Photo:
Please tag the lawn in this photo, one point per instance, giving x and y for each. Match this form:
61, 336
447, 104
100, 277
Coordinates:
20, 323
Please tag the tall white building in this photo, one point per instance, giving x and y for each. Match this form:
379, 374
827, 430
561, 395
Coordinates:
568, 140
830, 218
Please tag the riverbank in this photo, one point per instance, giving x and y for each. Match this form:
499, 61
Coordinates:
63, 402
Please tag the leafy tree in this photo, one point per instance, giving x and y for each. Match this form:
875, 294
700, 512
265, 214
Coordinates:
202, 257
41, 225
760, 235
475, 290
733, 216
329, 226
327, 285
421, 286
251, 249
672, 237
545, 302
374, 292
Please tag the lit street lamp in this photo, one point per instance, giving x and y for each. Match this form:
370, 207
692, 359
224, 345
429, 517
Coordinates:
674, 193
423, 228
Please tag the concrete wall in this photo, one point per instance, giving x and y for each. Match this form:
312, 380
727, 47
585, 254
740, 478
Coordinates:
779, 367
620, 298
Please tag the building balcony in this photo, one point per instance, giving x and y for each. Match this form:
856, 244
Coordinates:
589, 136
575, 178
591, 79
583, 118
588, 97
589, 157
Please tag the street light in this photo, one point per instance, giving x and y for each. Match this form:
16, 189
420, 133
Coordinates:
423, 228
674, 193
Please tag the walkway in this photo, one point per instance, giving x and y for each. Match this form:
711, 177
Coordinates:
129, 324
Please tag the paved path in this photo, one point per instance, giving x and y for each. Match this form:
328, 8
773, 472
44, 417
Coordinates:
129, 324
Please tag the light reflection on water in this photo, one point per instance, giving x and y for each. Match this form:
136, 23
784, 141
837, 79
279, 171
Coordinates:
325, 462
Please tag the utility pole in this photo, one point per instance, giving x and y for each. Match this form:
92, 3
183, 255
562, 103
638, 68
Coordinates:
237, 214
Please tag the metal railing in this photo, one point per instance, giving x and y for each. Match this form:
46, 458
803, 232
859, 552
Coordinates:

--------------------------------------------------

▶ **WRITTEN REQUEST**: In the records above, locate the line that contains "Please tag the walkway". Repeat it and every line after it, exactly, and nothing else.

▶ **COMPLETED EXERCISE**:
Please tag the walkway in this photo, one point per instance, giving x and y for each. Match this form:
711, 177
Coordinates:
129, 324
Please tag the paved path in this photo, one point per instance, giving x and y for each. Match this form:
328, 8
773, 472
44, 417
Coordinates:
129, 324
Please tag the light reflection on water in this photo, one point per instance, giving x and y for each. Match this form:
136, 23
784, 141
837, 79
279, 171
Coordinates:
325, 462
Please tag the utility pole in this photo, one point per instance, giving x and y for each. Match this form:
92, 3
183, 255
562, 103
638, 68
Coordinates:
237, 214
Please tag the metal railing in this photo, one point per instance, giving x and y for each. Match this form:
46, 458
803, 232
859, 552
Coordinates:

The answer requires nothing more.